● **Dataset records**:
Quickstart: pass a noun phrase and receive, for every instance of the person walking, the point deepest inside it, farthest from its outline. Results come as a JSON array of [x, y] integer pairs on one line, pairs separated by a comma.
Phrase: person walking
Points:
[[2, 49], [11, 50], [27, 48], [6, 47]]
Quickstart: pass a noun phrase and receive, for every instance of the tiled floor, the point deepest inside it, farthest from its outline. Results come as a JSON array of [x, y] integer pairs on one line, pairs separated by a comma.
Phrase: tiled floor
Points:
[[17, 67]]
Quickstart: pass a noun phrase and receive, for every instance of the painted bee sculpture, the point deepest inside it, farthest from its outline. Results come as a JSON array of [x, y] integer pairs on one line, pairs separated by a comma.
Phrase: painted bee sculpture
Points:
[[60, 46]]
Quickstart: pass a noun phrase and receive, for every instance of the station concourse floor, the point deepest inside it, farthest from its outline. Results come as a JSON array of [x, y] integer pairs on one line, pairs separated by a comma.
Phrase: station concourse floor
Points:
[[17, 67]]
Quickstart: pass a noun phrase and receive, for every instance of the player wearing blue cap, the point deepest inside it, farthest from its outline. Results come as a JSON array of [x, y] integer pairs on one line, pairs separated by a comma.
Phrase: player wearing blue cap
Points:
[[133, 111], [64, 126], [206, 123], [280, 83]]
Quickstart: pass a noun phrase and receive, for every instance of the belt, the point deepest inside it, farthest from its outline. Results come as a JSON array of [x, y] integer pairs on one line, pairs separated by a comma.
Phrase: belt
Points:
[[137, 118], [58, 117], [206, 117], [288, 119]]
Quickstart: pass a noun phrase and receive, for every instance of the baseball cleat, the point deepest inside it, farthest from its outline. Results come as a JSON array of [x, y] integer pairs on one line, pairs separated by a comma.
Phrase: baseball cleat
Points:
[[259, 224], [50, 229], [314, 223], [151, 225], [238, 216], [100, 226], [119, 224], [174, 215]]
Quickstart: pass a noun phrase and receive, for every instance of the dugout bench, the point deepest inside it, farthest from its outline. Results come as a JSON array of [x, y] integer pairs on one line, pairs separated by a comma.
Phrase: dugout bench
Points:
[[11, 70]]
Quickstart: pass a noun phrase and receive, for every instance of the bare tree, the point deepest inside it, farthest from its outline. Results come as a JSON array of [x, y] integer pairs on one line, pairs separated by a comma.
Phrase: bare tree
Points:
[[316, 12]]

● **TRY IT**: Every record must be transcribed precisely, down to the last character.

● **EXERCISE RESPONSE**:
Quickstart: pass a noun phrase and receive, for every instance of the person walking, the point deepest inside it, farthest from its outline. Results come as a JSON array of [x, y] integer pairs on one line, pairs separated by a comma.
Phrase: person walking
Points:
[[2, 49], [11, 50], [27, 48], [6, 47]]
Quickstart: pass a noun phrase and receive, for every instance of the tiled floor, the point deepest inside it, farthest from its outline. Results come as a JSON array of [x, y] integer pairs on one line, pairs separated by a comma.
Phrase: tiled floor
Points:
[[17, 67]]
Quickstart: pass a noun phrase and receive, for every instance of the painted bee sculpture, the point deepest inside it, farthest from its outline. Results come as a JSON array of [x, y] integer pairs on one line, pairs separated by a comma.
Phrase: painted bee sculpture
Points:
[[60, 46]]
Quickstart: pass a noun phrase and receive, for every instance of the station concourse floor, the point deepest inside it, farthest from its outline. Results come as a JSON array of [x, y] integer pairs on one line, pairs separated by a comma.
Phrase: station concourse floor
Points:
[[17, 67]]
Quickstart: pass a noun phrase and receive, for every instance of the player wearing blue cap, the point deepest inside it, farthest from its outline. Results come as a JSON array of [x, y] integer pairs on one line, pairs separated by a comma.
Phrase: player wearing blue cap
Points:
[[133, 111], [64, 126], [206, 123], [280, 83]]
Quickstart: pass a noun phrase and receive, for every instance of the belt, the point deepest inside it, farthest from its outline. Results come as a JSON array of [x, y] integer pairs on one line, pairs separated by a comma.
Phrase: belt
Points:
[[137, 118], [58, 117], [206, 117], [288, 119]]
Quickstart: pass a noun phrase and receive, for every instance of the baseball cleat, the point deepest inside it, farthest from its outline. Results come as a JSON array of [x, y] integer pairs on one line, pairs separated by a comma.
Phrase: baseball cleat
Points:
[[259, 224], [50, 229], [314, 223], [151, 225], [238, 216], [100, 226], [119, 224], [174, 215]]
Quickstart: pass a noun phrase and receive, for every instance of the dugout bench, the point deepest inside it, farthest from its outline. Results come as a JSON array of [x, y] integer pairs on one line, pairs separated by a comma.
Phrase: dugout bench
Points:
[[11, 70]]
Quickstart: pass a noun phrase and receive, for every instance of the bare tree, the point deepest inside it, farthest from its outline. Results come as a JSON array of [x, y] integer pairs on one line, pairs separated by a comma.
Phrase: bare tree
Points:
[[316, 12]]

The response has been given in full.